- **Provided passage**
************
Due to our travel plans not working the way we had hoped we have found ourselves in Kalgoorlie for longer than we had envisaged.  Kalgoorlie is a small city of about 40,000 people. Located a full day's drive from Perth, four hours from the nearest bit of coast and in the middle of the desert, it is here because of the mining industry.  Most work in the city is related to mining or servicing the needs of the mining industry.  It is not a place I thought I would ever enjoy much.  The Superpit dominates the town with slag heaps, big trucks and many mining vehicles.  It is commonplace to see people in fluoro jumpsuits, vests and boots with steel caps; work attire for the masses. Stern notices on the pub doors inform customers how they can dress. The work there is predicted to continue until about 2035 with new workers recruited continuously.  The Superpit and other mining operations in the area draw workers from around the world.  Africans, Indians, Chinese and Europeans are all attracted by the big bucks and good conditions that mining offers.  

I have often joked: three things to do in Kalgoorlie, the Superpit Lookout, the Mining Museum and the brothel tour.  We have done them all on a previous visit.
************
- **Prompt A**
Duplicate the Kalgoorlie passage word for word from "I have often" to "a previous visit.".
- **Prompt B**
Find each line of the rows containing the string "suit" and copy it in full. Match case exactly.
The Kalgoorlie passage and the rows come from unrelated sources.

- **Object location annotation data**
************
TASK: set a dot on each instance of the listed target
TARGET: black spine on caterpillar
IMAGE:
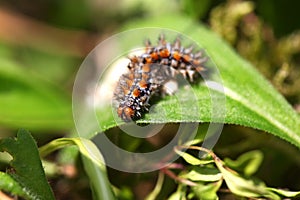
(149, 71)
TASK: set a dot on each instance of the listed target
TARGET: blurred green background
(42, 44)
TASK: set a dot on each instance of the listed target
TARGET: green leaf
(204, 174)
(248, 163)
(244, 186)
(93, 164)
(207, 191)
(28, 101)
(27, 167)
(285, 193)
(191, 159)
(8, 184)
(250, 99)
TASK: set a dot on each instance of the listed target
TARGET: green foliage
(208, 178)
(93, 164)
(250, 100)
(28, 101)
(27, 172)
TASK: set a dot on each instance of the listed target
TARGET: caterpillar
(149, 72)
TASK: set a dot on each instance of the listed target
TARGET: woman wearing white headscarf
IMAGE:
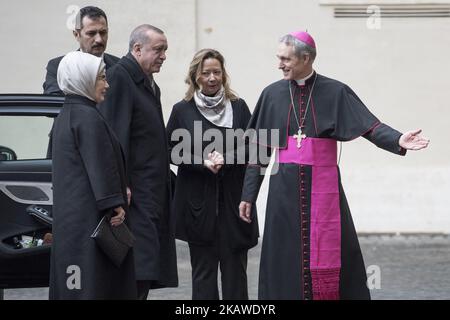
(88, 183)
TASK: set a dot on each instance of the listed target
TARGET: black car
(26, 188)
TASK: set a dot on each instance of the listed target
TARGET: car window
(24, 137)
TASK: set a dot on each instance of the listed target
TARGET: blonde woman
(208, 188)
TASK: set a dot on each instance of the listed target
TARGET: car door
(25, 189)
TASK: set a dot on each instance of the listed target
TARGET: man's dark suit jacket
(51, 84)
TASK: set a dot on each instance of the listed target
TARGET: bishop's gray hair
(300, 48)
(139, 35)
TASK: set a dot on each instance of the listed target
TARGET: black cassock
(335, 113)
(134, 112)
(88, 182)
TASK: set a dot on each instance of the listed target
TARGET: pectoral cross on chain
(299, 136)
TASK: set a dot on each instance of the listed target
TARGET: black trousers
(143, 288)
(205, 262)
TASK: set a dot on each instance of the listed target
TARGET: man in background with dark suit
(91, 32)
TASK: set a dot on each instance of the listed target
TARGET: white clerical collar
(301, 82)
(102, 56)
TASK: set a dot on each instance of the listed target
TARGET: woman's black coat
(205, 202)
(88, 182)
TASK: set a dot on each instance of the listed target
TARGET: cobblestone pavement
(409, 267)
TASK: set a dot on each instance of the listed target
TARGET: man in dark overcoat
(133, 109)
(91, 32)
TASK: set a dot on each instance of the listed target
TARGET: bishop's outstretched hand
(411, 140)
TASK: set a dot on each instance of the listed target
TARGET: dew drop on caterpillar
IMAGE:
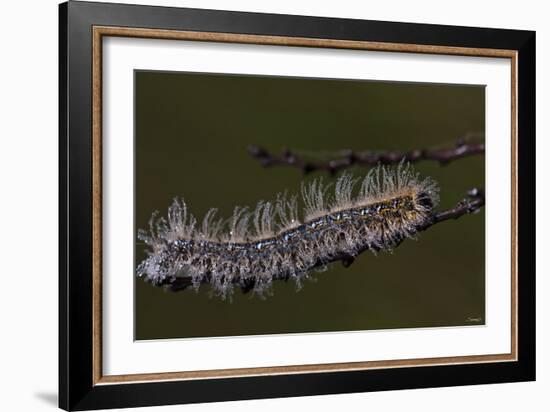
************
- **Correct output A**
I have often joked: three things to do in Kalgoorlie, the Superpit Lookout, the Mining Museum and the brothel tour.  We have done them all on a previous visit.

- **Correct output B**
TARGET: man's dark suit jacket
TARGET: man in background with dark suit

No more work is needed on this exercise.